** START OF DATA SHOWN **
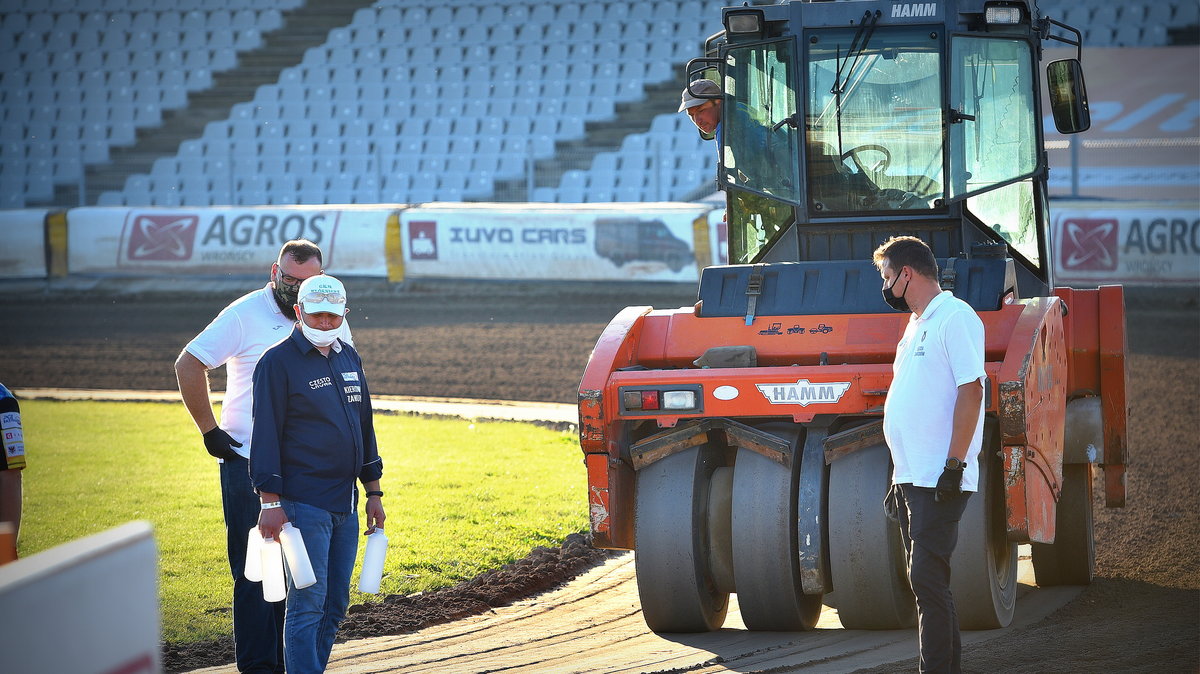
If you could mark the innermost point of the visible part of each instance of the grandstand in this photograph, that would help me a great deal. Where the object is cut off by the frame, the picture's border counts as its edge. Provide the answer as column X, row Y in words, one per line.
column 241, row 102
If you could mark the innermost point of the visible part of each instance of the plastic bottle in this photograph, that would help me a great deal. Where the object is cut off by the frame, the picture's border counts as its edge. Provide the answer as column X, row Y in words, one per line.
column 253, row 570
column 372, row 561
column 275, row 588
column 297, row 555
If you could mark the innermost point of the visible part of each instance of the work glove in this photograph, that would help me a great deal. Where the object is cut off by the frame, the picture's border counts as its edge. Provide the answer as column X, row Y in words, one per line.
column 949, row 485
column 220, row 444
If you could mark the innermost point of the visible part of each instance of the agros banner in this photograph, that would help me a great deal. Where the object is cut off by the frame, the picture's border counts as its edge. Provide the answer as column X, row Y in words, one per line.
column 222, row 240
column 219, row 239
column 1155, row 246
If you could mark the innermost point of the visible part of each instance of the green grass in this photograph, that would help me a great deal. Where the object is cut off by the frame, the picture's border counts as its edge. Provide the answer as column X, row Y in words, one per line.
column 461, row 498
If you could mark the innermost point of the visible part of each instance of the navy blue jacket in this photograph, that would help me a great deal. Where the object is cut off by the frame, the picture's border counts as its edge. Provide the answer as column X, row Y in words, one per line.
column 313, row 433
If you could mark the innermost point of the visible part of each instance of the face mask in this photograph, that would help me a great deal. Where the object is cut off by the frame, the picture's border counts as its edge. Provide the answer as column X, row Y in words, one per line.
column 286, row 295
column 897, row 302
column 319, row 337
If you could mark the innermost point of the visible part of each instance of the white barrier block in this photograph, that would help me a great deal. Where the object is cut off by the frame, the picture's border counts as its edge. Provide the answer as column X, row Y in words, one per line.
column 23, row 244
column 85, row 607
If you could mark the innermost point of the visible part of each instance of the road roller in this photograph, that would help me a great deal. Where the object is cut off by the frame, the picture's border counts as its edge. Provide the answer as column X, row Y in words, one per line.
column 736, row 445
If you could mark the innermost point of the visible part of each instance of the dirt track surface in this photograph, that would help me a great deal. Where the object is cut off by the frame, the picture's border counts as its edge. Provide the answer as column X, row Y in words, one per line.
column 532, row 341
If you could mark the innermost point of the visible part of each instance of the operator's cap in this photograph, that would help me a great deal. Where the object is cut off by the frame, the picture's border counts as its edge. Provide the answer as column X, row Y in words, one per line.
column 699, row 86
column 322, row 294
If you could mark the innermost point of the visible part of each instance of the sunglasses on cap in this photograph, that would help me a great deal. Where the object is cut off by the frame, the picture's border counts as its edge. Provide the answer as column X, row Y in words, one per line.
column 318, row 298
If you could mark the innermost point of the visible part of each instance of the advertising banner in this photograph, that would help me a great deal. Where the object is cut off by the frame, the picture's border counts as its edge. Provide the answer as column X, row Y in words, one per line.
column 551, row 241
column 222, row 240
column 23, row 244
column 719, row 236
column 1132, row 244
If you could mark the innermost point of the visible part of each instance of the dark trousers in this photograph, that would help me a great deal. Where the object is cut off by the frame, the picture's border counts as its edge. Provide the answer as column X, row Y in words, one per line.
column 930, row 530
column 257, row 624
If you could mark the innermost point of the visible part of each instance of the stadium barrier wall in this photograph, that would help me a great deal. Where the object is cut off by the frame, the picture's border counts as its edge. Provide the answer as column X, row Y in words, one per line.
column 556, row 241
column 24, row 253
column 85, row 607
column 1092, row 242
column 1134, row 244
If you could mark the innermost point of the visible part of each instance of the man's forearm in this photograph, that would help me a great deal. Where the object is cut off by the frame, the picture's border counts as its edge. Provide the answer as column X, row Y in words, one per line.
column 966, row 419
column 193, row 387
column 10, row 497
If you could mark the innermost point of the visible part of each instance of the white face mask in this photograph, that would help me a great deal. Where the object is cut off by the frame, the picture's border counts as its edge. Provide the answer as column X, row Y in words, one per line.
column 319, row 337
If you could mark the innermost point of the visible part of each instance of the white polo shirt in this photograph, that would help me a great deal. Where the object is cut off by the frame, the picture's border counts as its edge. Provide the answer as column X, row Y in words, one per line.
column 940, row 350
column 237, row 338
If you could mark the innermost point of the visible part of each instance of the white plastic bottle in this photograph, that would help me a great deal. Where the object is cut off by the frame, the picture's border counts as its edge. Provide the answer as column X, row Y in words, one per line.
column 372, row 561
column 297, row 555
column 275, row 588
column 253, row 570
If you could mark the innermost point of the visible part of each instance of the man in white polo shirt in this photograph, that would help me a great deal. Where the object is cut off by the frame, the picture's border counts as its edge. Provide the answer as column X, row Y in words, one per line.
column 933, row 422
column 237, row 337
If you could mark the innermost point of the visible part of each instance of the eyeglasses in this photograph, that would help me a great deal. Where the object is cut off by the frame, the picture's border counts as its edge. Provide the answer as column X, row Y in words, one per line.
column 288, row 280
column 317, row 298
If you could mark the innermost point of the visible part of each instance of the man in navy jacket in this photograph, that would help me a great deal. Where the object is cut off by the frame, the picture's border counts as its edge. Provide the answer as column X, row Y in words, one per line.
column 313, row 437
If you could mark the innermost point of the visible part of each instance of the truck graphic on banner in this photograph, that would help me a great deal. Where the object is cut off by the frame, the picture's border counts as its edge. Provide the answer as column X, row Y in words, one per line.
column 629, row 239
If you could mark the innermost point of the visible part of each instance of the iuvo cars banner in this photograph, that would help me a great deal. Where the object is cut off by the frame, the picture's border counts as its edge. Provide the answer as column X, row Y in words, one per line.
column 1131, row 244
column 552, row 241
column 222, row 240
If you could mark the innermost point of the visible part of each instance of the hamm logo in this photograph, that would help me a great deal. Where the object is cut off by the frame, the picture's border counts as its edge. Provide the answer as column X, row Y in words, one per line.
column 163, row 238
column 804, row 392
column 903, row 10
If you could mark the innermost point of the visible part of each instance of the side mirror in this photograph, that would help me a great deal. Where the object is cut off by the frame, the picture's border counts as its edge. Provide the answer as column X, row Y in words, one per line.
column 1068, row 96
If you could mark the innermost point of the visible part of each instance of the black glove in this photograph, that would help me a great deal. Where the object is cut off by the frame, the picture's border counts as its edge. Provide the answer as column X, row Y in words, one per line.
column 220, row 444
column 949, row 485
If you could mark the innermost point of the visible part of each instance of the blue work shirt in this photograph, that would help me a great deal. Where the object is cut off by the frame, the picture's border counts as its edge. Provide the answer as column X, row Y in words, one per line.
column 313, row 434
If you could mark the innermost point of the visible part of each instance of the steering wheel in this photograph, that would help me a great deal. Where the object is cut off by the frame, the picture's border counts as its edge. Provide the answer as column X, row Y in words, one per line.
column 852, row 154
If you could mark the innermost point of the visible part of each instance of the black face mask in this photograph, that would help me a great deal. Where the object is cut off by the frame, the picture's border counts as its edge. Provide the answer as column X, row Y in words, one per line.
column 286, row 296
column 898, row 304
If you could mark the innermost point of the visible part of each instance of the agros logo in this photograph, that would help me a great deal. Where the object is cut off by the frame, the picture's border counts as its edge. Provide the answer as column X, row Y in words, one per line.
column 225, row 239
column 162, row 236
column 803, row 392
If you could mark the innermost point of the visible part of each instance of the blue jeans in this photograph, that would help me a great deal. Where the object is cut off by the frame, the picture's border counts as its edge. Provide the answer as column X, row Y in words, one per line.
column 315, row 612
column 257, row 624
column 930, row 531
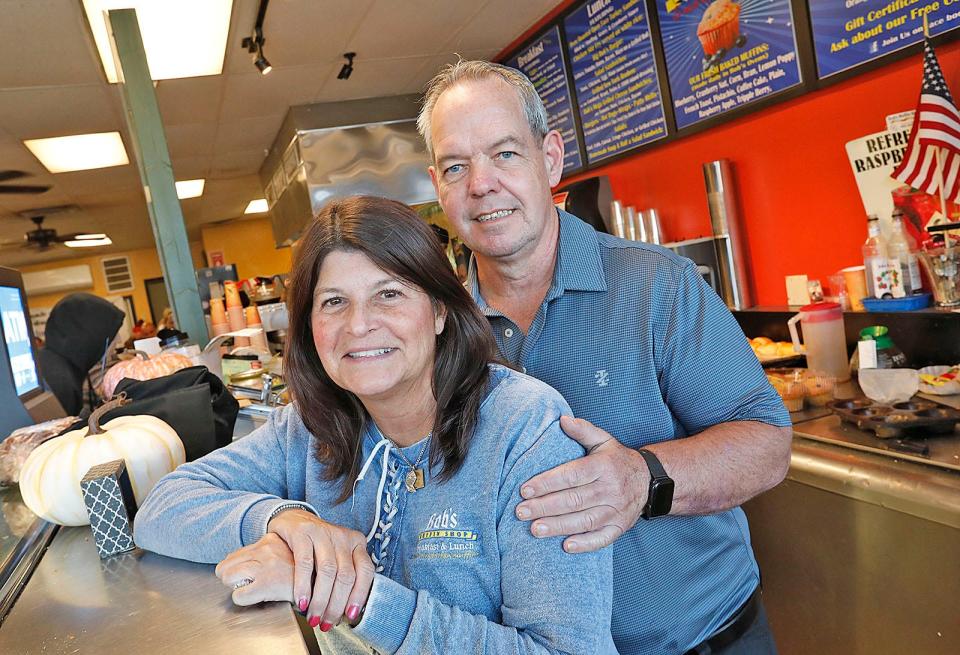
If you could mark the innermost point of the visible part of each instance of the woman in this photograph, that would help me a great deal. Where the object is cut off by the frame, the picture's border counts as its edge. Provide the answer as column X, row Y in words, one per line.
column 394, row 476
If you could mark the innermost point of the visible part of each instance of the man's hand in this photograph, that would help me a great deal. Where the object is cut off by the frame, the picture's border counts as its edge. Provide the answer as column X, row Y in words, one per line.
column 338, row 557
column 595, row 498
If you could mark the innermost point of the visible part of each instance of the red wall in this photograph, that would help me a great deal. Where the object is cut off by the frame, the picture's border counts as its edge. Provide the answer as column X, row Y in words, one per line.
column 801, row 209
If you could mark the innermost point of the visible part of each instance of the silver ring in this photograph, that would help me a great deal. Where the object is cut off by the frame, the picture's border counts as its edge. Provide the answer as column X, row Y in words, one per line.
column 242, row 583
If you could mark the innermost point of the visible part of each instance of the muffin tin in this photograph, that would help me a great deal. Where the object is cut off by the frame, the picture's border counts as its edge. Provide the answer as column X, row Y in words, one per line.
column 911, row 418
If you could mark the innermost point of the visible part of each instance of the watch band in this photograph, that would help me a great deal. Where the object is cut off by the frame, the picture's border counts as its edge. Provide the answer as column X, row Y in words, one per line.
column 660, row 491
column 653, row 463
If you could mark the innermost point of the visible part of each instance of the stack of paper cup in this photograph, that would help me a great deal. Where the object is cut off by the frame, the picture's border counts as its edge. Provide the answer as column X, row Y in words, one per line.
column 218, row 317
column 235, row 312
column 259, row 340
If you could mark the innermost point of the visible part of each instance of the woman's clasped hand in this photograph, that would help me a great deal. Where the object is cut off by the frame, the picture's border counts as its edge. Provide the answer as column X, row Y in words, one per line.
column 320, row 567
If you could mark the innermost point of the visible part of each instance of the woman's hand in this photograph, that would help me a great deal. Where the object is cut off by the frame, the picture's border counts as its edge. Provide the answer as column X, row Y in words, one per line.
column 268, row 563
column 344, row 572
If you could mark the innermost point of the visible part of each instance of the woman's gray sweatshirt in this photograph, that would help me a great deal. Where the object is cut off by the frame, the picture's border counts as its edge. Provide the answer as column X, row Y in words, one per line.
column 457, row 571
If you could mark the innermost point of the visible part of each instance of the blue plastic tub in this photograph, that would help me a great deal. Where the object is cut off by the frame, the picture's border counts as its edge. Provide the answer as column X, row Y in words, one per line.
column 906, row 304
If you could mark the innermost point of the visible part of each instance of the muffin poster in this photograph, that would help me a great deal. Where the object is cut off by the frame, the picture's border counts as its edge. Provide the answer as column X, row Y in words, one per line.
column 847, row 34
column 542, row 62
column 724, row 54
column 614, row 76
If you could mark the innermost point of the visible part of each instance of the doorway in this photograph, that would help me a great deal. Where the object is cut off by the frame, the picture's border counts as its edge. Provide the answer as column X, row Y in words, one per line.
column 156, row 297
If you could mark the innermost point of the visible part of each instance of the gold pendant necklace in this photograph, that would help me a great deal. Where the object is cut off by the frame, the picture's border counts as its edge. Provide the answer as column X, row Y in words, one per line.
column 414, row 479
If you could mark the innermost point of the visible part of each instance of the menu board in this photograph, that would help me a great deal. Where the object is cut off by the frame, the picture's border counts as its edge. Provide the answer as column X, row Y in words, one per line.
column 722, row 55
column 542, row 62
column 614, row 76
column 847, row 34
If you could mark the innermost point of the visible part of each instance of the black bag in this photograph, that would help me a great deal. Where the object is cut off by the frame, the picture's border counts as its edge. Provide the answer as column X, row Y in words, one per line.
column 193, row 401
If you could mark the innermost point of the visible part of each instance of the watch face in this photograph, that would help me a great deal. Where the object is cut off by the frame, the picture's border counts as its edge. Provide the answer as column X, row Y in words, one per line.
column 661, row 497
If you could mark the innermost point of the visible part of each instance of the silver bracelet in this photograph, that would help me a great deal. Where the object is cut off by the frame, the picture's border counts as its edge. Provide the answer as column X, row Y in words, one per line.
column 285, row 506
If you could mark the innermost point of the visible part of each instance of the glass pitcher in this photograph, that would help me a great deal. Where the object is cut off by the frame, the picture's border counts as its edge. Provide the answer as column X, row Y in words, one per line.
column 823, row 337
** END OF DATA SHOWN **
* _AIM_:
Rewrite the part of the listing that opens with the line containing "the muffin tin" and closes with the line containing "column 457, row 571", switching "woman's" to "person's" and leaving everything else the same.

* _FINAL RESULT_:
If you could mark the innermost point of the visible part of each instance of the muffin tin in this photograph, that would help me a great deal. Where the object is cut off by the frame, the picture's border counts as its edge. Provide the answer as column X, row Y in words, one per line.
column 911, row 418
If you could mark the innermost point of the visible part of each instance of the watch band in this photograph, that would help me a great deal. Where the object is cut off by the frame, the picture's border counts as its edge. Provide the answer as column X, row Y in words, one per line.
column 660, row 491
column 653, row 463
If you could mark the innermost point of the visible part of each instance of the stack of paper cup in this photograph, that would help me a great deal. Where the object is cut off by the frame, the picture's border counts as its edge. Provide the answer as column X, row Y in words, one per line.
column 218, row 317
column 235, row 312
column 259, row 340
If you could mark the innermost point of the visible part of each instance of the person's clasped hand in this photograph, that would help me a great deal. Where the object is cut off by the frame, the picture's border counts as its edge. Provide the answer as column X, row Y in words, one per line.
column 320, row 567
If you could mark the innermost point of the visible part of each instance of the person's hand in this photograph, that would help me a great deal. Where the object is cut off by the frame, the picture's border counts as its edge. Provide the answer as column X, row Y in words, one per line.
column 268, row 563
column 344, row 572
If you could mark the innermost point of the visible part of each instance of the person's gray sweatshirt in this photograph, that would help me a great deal. Where the object is cut off by the frame, the picture's border counts as its edge. Provide the answer as column X, row Y in words, one per line.
column 457, row 571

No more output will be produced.